-- Opening Marker --
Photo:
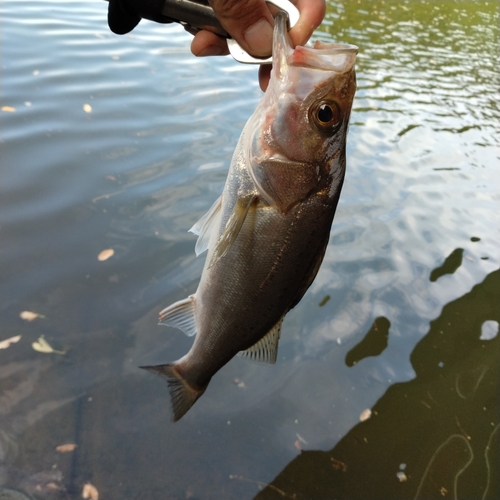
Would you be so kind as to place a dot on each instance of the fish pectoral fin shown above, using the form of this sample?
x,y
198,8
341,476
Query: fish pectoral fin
x,y
232,228
180,315
266,349
206,225
284,183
-- Closing Marker --
**TASK DIRECTIONS**
Each line from the one that contains "Would you be" through the last line of the listing above should be written out exactly, and no other line.

**SOLUTION FOR THIS TASK**
Would you be so kind as to place a dot on each instance of the fish pectoral fin shown above, using the form of this sample?
x,y
198,8
341,476
Query: fish pectoral fin
x,y
232,228
180,315
266,349
206,225
284,183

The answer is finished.